***** Extracted entries

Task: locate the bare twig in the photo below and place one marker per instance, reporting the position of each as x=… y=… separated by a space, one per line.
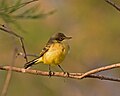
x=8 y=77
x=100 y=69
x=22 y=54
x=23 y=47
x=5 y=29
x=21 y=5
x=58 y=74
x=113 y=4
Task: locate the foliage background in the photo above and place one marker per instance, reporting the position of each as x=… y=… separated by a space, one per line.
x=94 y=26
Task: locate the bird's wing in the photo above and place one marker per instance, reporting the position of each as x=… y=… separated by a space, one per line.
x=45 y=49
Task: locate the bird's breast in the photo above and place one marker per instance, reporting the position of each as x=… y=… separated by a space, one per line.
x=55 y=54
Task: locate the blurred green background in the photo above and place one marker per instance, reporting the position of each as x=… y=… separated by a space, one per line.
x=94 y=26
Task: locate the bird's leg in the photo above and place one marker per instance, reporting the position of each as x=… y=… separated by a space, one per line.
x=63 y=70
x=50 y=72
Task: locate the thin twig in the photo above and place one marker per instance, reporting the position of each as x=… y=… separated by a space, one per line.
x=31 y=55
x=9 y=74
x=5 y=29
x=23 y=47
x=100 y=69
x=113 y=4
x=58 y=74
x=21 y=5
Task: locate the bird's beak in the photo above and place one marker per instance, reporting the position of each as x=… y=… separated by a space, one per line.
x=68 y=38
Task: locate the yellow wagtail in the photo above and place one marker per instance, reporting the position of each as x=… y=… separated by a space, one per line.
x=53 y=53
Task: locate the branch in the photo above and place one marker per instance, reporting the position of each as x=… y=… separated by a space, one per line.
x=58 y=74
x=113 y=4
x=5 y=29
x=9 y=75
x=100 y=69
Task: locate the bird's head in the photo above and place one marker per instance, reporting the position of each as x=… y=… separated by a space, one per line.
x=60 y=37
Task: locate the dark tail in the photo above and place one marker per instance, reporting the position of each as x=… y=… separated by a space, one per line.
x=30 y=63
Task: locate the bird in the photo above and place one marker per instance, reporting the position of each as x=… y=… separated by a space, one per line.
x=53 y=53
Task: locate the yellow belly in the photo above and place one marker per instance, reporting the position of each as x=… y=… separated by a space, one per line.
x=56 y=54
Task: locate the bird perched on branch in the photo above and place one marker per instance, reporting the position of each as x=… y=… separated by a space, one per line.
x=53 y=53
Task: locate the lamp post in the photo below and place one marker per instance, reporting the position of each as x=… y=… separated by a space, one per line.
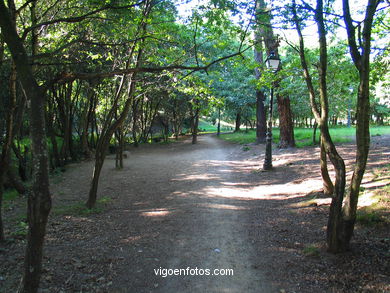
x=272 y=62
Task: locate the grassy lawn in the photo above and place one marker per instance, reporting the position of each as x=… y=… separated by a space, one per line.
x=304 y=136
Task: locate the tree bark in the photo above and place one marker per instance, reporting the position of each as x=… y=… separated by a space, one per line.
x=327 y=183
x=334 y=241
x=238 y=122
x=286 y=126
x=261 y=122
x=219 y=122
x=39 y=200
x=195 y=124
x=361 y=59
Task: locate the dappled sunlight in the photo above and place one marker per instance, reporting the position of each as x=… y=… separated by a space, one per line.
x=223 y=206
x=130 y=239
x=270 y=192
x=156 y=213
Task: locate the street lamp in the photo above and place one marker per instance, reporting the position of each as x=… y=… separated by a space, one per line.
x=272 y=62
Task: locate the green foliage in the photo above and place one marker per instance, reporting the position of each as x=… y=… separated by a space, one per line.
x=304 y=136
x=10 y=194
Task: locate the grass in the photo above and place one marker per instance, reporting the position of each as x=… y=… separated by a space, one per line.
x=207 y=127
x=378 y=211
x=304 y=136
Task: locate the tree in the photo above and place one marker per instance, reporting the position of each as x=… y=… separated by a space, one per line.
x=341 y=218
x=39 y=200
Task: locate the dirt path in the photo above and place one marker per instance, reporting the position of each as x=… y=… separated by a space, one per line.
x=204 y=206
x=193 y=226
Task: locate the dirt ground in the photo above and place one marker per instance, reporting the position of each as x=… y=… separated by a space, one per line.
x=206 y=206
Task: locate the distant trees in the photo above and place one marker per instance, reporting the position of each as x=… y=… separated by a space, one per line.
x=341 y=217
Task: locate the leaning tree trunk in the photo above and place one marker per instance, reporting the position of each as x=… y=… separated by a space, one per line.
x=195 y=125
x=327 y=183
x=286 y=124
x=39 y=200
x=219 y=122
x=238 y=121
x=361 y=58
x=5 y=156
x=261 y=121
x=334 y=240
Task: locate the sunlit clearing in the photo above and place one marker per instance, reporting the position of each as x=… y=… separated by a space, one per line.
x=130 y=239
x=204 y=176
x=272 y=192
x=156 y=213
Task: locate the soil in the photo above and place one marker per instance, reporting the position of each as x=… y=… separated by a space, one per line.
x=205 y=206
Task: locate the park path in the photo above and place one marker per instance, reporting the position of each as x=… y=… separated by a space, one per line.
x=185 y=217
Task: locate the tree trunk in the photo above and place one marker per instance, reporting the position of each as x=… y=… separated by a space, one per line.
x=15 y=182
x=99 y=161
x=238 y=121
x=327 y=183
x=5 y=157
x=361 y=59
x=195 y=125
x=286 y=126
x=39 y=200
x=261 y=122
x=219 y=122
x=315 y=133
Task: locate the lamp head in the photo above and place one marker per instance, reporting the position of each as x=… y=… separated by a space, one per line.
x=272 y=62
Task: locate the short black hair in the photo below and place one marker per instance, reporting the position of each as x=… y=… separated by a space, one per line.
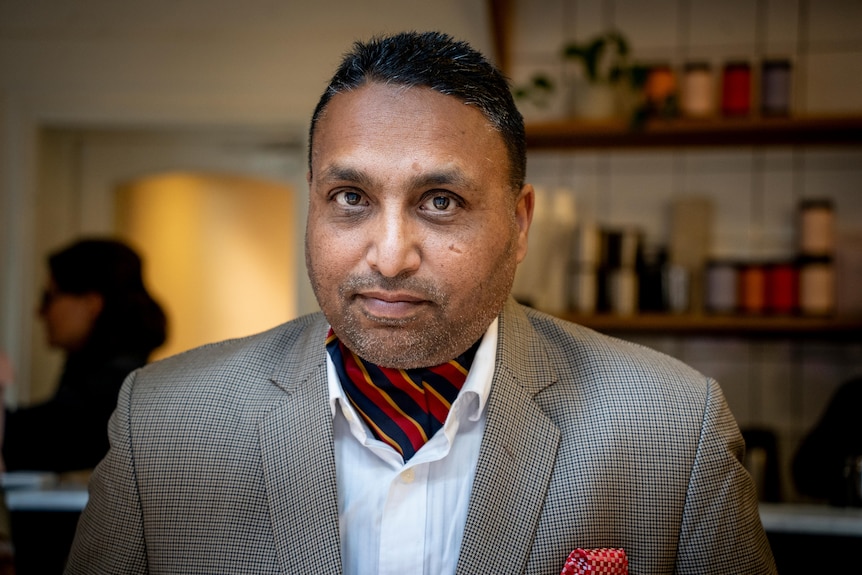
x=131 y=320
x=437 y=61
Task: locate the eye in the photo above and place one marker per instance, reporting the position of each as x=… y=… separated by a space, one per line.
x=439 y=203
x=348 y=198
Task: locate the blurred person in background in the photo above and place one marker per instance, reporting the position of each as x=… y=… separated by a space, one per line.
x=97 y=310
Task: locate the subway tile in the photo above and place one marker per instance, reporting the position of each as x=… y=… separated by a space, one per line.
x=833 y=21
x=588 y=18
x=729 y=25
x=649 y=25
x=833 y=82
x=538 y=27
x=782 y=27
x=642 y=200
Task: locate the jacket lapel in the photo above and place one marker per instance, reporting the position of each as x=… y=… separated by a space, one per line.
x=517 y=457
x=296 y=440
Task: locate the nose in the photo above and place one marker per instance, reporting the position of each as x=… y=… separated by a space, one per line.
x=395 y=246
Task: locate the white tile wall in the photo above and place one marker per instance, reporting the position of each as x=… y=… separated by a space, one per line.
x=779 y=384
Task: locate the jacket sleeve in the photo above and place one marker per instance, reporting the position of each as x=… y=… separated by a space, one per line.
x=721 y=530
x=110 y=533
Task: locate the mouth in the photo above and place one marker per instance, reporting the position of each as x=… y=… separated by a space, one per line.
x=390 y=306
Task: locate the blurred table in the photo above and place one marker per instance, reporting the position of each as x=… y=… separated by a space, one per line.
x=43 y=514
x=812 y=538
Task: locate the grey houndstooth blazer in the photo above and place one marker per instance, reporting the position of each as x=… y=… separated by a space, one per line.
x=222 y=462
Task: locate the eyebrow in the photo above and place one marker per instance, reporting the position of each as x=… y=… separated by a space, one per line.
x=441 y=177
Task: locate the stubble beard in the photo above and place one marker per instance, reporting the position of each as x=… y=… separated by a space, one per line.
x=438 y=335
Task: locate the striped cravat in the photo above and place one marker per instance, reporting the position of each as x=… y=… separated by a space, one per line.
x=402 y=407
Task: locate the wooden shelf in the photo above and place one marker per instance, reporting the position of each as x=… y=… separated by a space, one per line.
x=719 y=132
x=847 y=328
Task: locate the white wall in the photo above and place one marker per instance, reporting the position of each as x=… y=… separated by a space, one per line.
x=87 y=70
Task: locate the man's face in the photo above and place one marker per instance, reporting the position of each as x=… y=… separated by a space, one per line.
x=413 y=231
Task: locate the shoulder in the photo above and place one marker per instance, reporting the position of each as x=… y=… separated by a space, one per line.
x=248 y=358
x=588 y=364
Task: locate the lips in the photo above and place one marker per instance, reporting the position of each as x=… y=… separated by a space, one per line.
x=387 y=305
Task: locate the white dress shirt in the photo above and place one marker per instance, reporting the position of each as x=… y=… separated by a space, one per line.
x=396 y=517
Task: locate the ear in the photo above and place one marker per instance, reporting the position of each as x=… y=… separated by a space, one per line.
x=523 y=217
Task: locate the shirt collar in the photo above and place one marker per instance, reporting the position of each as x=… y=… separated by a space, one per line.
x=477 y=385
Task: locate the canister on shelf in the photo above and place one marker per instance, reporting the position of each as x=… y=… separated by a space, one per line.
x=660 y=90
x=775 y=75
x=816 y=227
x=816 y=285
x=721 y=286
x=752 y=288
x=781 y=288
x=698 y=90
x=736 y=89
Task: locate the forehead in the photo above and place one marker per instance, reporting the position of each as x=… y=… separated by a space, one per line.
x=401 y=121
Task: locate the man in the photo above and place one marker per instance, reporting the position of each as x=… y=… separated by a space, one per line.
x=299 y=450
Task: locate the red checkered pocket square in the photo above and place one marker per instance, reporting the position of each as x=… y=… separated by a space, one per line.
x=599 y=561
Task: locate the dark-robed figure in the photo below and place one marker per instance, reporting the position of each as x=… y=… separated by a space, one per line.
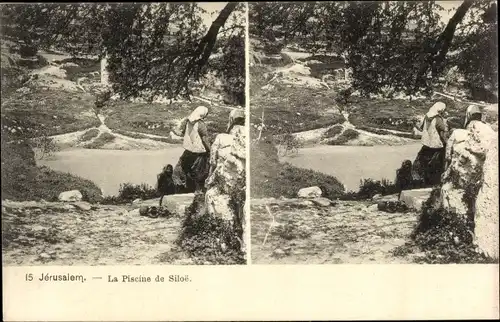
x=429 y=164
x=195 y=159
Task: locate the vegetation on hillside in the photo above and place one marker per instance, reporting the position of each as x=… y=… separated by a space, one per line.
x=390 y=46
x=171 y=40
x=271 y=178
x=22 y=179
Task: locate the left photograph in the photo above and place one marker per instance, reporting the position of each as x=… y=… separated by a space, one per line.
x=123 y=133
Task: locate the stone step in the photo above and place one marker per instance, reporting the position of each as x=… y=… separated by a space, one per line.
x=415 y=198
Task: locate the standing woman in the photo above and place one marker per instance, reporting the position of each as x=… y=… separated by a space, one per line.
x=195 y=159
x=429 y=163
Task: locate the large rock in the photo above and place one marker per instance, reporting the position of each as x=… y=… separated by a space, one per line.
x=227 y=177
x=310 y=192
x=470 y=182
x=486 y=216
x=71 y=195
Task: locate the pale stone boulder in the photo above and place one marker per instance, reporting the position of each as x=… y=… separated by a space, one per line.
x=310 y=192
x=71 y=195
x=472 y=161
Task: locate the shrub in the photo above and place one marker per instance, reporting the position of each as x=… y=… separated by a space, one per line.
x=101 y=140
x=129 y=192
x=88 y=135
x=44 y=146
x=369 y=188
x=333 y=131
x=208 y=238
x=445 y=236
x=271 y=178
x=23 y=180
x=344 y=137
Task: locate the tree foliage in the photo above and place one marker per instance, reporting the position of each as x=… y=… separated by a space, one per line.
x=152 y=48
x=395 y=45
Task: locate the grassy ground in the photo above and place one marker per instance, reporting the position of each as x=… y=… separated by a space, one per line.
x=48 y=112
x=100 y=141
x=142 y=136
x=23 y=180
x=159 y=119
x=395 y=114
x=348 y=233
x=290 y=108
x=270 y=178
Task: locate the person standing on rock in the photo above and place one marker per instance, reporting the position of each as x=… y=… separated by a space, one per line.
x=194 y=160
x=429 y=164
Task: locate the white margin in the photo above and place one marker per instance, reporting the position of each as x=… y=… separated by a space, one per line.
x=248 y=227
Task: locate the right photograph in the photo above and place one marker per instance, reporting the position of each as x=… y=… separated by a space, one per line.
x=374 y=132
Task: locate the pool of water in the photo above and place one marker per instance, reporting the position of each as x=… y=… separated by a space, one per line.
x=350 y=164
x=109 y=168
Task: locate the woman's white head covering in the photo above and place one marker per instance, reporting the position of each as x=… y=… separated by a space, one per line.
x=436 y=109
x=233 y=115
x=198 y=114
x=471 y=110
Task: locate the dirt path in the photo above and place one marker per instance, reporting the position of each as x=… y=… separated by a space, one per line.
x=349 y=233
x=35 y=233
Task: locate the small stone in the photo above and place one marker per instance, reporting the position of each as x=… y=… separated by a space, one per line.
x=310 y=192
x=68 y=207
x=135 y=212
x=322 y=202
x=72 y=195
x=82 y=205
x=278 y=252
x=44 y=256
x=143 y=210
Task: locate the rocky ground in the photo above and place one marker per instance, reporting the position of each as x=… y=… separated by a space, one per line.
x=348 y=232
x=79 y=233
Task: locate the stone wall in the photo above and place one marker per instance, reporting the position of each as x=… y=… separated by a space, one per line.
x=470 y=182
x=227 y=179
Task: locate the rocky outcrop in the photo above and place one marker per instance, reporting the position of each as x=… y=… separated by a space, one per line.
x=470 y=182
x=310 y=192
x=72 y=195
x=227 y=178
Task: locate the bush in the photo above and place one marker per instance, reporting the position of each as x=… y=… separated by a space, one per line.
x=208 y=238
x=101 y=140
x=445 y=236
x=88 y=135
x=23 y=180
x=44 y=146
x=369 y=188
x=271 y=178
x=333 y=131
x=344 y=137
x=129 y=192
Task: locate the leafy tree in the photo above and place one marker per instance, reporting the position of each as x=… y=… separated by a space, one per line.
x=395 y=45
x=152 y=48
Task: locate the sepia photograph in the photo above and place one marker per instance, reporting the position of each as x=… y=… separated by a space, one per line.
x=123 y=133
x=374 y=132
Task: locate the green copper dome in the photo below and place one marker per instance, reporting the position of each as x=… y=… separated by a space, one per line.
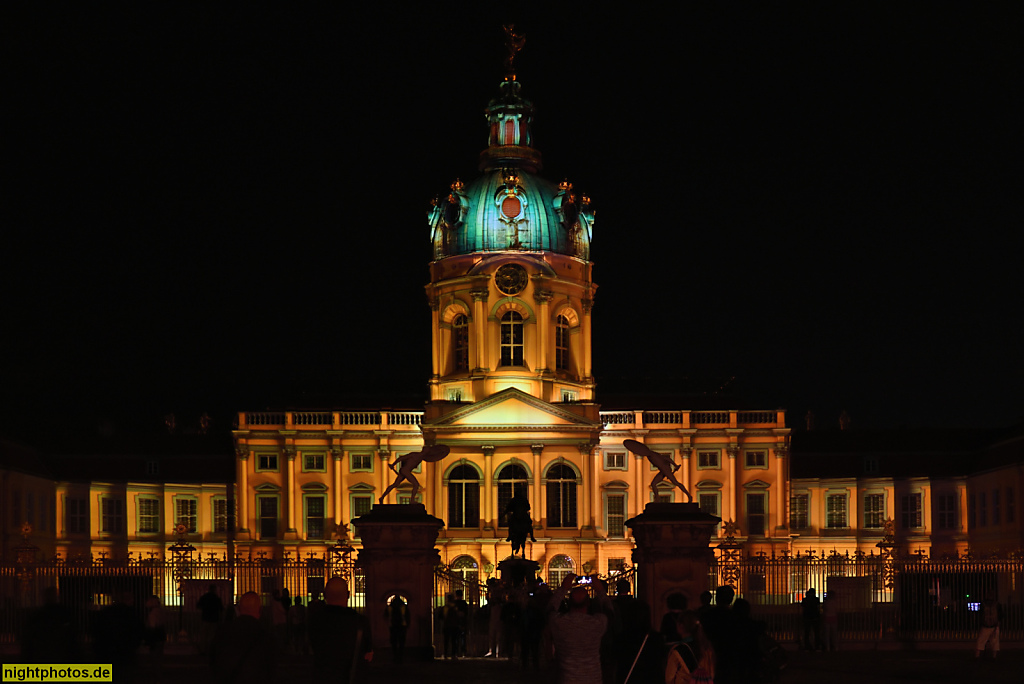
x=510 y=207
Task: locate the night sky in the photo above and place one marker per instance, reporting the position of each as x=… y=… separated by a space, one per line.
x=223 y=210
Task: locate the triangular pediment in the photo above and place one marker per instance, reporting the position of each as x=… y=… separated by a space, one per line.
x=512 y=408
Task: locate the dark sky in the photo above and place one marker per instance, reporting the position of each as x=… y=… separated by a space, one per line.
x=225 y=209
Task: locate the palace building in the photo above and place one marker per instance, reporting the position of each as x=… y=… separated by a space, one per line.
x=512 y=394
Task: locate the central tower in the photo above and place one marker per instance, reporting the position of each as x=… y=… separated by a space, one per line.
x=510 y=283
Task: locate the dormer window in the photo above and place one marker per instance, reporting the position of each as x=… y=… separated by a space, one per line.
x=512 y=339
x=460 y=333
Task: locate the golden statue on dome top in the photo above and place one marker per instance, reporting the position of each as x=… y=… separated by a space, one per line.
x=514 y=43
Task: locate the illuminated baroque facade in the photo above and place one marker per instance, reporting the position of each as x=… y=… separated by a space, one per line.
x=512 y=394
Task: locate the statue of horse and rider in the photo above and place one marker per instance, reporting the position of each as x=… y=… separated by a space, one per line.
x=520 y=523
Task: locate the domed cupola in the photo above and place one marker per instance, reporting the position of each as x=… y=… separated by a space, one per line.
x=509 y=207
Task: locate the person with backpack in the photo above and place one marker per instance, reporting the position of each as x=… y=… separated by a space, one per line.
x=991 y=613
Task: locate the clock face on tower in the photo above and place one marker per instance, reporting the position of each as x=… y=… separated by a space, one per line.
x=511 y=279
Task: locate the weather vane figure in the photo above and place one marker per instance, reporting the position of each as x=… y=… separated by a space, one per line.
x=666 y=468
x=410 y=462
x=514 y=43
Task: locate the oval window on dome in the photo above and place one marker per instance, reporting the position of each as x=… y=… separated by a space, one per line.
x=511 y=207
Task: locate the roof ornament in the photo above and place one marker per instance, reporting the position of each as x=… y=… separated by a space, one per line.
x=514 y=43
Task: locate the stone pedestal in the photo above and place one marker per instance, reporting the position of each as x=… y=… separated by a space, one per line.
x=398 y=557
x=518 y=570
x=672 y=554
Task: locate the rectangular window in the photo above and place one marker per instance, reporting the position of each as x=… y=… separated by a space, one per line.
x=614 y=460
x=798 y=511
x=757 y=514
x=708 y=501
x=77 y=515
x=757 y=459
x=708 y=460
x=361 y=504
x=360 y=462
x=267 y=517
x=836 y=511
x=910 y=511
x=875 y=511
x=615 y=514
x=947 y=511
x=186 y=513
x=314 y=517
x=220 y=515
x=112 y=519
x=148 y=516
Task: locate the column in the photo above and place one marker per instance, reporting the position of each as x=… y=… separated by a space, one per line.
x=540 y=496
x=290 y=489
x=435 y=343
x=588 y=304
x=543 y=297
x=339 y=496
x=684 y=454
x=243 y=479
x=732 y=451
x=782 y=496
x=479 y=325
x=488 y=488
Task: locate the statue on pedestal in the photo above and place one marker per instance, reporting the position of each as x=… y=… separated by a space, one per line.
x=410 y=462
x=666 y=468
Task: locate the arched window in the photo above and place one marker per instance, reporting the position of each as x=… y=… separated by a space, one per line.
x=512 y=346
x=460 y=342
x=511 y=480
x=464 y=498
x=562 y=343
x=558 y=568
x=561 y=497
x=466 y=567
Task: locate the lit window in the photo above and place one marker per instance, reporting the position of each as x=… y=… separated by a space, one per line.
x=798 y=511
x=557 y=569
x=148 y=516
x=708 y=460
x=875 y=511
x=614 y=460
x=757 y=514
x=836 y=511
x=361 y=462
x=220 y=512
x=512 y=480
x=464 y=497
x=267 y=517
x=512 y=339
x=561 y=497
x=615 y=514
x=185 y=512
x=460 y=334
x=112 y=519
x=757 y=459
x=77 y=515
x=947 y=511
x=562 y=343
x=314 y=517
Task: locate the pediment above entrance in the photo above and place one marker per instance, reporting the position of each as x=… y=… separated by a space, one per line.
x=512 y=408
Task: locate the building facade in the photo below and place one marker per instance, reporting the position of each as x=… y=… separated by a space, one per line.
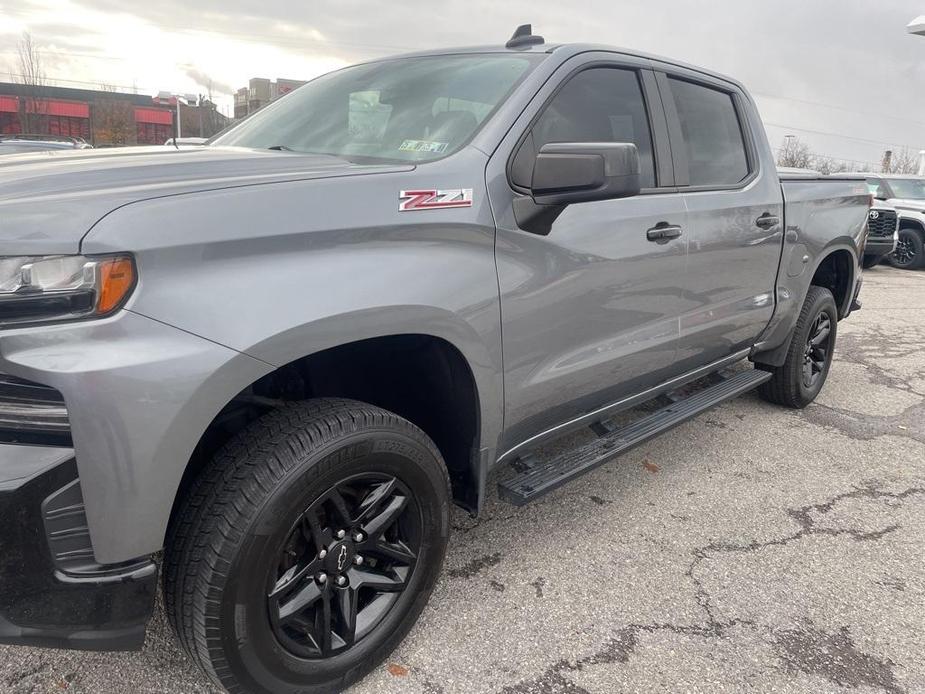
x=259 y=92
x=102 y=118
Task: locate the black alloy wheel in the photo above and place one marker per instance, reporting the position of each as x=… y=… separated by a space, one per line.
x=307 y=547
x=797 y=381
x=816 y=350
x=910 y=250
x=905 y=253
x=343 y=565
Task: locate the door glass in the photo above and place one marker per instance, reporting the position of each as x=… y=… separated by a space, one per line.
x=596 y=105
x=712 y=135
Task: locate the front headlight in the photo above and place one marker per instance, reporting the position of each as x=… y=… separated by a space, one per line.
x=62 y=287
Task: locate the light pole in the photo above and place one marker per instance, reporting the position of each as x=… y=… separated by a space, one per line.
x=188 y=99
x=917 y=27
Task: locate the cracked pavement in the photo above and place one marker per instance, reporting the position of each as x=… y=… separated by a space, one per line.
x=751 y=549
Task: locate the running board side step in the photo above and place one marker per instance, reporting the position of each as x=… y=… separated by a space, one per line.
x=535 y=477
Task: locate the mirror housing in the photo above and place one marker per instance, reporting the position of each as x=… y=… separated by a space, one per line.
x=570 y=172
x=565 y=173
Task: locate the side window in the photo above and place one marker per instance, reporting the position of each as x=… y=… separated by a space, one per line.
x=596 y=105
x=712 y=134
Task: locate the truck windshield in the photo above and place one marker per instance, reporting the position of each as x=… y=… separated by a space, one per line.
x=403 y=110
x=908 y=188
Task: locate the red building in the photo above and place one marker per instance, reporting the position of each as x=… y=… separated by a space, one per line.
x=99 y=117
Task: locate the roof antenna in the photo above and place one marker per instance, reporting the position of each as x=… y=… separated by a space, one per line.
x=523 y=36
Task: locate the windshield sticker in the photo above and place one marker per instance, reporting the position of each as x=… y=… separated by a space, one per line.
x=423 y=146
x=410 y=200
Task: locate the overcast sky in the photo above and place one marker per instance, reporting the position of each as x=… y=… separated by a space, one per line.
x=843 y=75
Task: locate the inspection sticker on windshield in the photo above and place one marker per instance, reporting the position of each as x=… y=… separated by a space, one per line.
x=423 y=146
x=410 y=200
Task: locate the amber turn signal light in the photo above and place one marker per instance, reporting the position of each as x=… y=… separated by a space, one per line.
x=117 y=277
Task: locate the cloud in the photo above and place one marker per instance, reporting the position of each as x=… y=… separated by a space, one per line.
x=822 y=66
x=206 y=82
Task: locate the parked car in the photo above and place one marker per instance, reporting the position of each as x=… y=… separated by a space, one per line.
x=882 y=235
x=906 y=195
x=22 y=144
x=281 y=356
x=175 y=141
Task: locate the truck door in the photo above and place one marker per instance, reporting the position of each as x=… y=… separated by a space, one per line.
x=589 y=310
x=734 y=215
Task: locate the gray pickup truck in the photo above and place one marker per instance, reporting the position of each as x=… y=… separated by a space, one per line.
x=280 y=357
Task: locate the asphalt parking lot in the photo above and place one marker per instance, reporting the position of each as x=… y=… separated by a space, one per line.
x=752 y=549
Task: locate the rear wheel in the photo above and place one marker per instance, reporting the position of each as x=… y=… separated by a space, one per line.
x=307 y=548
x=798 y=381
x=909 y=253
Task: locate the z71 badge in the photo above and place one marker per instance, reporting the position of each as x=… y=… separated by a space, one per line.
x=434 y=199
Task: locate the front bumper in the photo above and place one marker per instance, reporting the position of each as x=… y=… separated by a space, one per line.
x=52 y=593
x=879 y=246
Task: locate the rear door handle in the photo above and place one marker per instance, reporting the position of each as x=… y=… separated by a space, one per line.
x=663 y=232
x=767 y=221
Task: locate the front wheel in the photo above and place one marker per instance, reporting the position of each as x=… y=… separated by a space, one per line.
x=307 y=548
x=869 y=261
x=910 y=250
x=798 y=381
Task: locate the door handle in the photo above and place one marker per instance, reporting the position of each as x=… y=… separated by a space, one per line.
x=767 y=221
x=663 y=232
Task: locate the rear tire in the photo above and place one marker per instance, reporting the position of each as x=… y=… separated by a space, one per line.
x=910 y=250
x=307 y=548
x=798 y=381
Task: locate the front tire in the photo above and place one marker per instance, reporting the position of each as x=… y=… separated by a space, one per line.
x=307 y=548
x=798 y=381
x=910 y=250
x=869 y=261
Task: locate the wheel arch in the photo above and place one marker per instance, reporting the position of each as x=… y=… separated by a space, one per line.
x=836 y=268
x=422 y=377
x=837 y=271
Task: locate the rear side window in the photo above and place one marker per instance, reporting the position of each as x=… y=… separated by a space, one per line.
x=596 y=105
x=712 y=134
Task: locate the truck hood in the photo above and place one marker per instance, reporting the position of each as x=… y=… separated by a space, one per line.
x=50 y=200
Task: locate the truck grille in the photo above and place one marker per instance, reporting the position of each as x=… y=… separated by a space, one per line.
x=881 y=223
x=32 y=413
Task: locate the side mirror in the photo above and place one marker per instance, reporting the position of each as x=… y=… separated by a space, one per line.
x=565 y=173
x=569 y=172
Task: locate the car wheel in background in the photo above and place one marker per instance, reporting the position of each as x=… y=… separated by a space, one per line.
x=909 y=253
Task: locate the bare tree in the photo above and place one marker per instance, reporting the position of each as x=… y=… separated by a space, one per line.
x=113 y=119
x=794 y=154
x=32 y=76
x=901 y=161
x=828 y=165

**********

**Problem requirements**
Copy out the lines of the material between the line holding "Task: locate the rocky ground" and the line holding "x=510 y=207", inclusive, reproducing them verbatim. Leave the pictures out.

**Exercise answer**
Task: locate the rocky ground in the photo above and place one marker per instance, reporting the position of each as x=… y=… separated by a space, one per line.
x=348 y=232
x=79 y=233
Task: locate the stone wall in the photo above and place one marker per instance, reporting the position of each as x=… y=… separated by a space, one per line.
x=470 y=182
x=227 y=179
Task: locate the rocky outcrop in the photo above and place one marker per instance, reporting the position of each as x=… y=… separated by a space, one per line.
x=470 y=182
x=310 y=192
x=72 y=195
x=227 y=178
Task: locate the bush in the photo above and place one marker per instance, reporting the position of each as x=… y=… separated by a space, one per line.
x=208 y=238
x=101 y=140
x=445 y=236
x=88 y=135
x=23 y=180
x=44 y=146
x=369 y=188
x=271 y=178
x=333 y=131
x=344 y=137
x=129 y=192
Task: locate the leafy tree in the photo above and place one marker per instance, reporting the position of each as x=… y=… separated by a space, one per line.
x=395 y=45
x=152 y=48
Task: locate the sepia photograph in the photo above and place one marker per instance, reporting the position of each as x=… y=… separated by a space, one per line.
x=123 y=133
x=374 y=132
Task: locate the green copper dome in the photo below and place one marker per instance, reporting the position of each as x=… y=… separated by a space, one per line.
x=510 y=207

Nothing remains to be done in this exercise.